### Short exercise
Count the lines in the data below that contain the word "flamingo". Reply with only the number.

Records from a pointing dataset
----------
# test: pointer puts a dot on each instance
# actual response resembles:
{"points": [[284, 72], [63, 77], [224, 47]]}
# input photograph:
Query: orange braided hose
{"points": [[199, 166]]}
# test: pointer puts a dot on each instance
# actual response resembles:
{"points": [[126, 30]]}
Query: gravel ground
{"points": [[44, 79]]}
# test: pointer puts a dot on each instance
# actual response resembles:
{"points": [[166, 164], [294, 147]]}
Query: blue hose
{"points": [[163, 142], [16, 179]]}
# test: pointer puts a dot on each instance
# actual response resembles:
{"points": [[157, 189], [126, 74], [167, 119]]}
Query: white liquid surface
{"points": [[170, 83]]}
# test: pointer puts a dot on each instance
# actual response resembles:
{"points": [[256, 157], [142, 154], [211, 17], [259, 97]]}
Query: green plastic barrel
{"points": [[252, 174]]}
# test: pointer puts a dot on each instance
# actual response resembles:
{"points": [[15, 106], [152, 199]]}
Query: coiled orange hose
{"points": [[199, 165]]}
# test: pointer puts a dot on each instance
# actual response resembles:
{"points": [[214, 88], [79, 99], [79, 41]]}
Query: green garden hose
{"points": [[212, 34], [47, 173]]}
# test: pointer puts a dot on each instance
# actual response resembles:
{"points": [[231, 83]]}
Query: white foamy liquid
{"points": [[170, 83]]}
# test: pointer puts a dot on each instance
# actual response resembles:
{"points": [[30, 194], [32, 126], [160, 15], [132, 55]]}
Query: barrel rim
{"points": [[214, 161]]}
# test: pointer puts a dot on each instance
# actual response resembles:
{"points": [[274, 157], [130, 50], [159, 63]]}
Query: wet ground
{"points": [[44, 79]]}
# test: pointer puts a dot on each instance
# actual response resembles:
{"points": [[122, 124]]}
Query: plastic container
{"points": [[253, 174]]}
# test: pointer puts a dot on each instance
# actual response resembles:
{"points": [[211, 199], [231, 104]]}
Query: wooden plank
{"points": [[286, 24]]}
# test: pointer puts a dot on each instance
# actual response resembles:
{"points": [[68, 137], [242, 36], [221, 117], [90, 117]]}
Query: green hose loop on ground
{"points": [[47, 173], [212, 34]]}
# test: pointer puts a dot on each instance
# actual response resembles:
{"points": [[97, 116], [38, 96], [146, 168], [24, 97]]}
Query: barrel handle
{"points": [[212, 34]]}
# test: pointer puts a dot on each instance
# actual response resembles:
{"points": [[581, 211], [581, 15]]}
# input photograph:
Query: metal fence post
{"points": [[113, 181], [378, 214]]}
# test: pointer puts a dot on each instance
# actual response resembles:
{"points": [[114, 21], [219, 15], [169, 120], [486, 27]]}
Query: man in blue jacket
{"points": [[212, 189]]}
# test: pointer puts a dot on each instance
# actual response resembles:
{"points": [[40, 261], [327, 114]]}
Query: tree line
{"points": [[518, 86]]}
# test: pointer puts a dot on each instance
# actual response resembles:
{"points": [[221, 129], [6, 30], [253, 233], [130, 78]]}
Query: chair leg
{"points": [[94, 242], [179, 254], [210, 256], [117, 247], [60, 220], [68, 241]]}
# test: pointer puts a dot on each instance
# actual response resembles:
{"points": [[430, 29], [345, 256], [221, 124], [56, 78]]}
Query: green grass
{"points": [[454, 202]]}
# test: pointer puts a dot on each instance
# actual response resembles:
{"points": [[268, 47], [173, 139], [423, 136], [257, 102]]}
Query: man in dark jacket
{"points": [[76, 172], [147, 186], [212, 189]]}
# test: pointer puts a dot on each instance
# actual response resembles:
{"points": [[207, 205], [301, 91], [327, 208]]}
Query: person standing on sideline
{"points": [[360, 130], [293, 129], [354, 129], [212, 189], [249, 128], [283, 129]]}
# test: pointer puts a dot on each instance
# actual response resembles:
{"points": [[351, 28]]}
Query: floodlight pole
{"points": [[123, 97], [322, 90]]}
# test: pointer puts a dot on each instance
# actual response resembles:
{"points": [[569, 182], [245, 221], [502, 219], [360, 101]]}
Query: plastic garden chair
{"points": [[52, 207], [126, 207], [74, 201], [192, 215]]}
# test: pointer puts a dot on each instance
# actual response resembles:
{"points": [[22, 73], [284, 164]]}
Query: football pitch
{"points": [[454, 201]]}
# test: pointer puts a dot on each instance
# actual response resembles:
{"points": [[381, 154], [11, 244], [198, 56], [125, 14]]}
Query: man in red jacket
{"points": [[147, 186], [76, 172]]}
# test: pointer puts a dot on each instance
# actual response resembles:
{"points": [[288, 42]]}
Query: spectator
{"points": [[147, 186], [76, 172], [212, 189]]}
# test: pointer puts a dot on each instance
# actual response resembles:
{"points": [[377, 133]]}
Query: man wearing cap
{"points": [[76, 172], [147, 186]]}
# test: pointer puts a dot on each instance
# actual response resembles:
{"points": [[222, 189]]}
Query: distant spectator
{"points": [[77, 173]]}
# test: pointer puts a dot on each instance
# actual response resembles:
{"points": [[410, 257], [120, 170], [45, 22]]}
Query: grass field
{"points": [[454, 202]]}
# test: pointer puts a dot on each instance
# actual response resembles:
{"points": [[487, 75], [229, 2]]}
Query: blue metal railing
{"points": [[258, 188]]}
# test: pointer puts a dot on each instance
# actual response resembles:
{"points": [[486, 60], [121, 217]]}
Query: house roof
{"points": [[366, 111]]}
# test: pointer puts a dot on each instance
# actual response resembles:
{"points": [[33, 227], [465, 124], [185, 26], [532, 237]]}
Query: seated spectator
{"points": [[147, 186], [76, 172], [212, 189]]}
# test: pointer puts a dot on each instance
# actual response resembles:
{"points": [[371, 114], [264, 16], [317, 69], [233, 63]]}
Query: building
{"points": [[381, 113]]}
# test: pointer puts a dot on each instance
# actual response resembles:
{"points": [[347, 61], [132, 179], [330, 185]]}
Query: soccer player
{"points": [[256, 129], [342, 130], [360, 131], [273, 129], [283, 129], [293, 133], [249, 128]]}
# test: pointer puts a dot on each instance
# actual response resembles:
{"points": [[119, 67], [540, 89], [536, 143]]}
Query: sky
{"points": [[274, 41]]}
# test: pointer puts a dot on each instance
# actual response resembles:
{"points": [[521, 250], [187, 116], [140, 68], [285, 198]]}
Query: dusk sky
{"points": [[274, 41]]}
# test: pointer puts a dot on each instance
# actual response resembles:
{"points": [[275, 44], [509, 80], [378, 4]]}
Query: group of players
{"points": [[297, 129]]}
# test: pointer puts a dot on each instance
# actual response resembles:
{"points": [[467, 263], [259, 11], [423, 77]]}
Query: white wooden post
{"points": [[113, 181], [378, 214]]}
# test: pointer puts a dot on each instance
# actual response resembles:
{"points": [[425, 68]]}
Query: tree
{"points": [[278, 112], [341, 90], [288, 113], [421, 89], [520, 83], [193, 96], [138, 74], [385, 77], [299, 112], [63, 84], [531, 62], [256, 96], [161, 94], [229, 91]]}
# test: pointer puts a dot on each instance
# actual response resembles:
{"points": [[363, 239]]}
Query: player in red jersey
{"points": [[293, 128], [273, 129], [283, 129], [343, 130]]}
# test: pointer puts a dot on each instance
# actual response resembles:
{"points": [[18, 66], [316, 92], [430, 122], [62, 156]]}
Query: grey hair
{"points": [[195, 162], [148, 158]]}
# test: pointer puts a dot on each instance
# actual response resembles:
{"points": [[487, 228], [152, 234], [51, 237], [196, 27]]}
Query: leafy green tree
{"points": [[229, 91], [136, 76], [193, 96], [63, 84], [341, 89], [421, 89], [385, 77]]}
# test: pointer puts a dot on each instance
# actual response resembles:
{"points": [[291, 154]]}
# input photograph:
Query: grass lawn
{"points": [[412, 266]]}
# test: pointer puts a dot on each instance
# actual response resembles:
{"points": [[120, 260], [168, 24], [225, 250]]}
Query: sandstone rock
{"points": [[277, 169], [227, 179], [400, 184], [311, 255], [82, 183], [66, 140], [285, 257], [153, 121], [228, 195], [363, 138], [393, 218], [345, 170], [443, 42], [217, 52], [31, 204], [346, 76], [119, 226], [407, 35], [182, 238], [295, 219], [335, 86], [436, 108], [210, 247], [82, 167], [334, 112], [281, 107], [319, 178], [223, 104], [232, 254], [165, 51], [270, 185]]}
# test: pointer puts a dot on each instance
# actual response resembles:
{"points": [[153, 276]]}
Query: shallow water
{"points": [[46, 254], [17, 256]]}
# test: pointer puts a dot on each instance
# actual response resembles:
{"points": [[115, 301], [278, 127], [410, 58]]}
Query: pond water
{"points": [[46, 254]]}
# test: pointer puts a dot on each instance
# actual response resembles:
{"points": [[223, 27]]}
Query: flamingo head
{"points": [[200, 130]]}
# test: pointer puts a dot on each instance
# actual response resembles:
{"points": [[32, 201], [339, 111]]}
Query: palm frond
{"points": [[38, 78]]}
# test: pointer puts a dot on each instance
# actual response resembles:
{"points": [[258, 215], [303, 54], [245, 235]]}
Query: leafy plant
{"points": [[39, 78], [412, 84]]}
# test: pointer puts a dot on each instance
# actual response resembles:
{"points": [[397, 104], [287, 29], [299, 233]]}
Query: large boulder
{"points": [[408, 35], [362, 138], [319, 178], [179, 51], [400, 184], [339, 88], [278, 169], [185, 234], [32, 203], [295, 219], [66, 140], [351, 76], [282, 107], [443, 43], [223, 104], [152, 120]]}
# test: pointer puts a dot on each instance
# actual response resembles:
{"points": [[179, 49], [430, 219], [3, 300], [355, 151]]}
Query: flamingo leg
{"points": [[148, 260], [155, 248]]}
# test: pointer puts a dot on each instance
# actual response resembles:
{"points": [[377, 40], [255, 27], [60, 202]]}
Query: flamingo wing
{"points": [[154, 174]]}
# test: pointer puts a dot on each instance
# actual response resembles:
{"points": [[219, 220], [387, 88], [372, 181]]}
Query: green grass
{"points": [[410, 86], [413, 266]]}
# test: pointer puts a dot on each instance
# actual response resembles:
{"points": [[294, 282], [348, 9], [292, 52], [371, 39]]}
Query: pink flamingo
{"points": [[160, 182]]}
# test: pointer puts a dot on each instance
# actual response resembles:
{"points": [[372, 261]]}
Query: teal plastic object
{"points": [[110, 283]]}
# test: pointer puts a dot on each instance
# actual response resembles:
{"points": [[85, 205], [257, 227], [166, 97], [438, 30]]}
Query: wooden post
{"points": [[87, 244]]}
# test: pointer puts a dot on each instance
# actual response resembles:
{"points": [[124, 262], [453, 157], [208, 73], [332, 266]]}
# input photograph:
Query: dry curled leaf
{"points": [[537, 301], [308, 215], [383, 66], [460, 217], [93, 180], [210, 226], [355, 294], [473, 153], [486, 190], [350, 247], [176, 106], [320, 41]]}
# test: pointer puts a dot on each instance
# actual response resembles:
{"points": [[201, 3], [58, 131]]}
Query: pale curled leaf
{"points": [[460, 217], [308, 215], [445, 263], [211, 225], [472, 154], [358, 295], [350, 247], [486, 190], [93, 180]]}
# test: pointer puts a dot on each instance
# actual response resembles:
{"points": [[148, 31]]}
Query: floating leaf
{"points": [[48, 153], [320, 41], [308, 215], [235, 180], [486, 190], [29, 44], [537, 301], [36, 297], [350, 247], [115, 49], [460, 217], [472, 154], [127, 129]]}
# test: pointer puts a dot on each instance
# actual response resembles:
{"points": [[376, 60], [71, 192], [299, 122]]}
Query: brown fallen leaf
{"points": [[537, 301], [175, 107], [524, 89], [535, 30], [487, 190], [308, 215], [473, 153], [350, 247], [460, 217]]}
----------
### Exercise response
4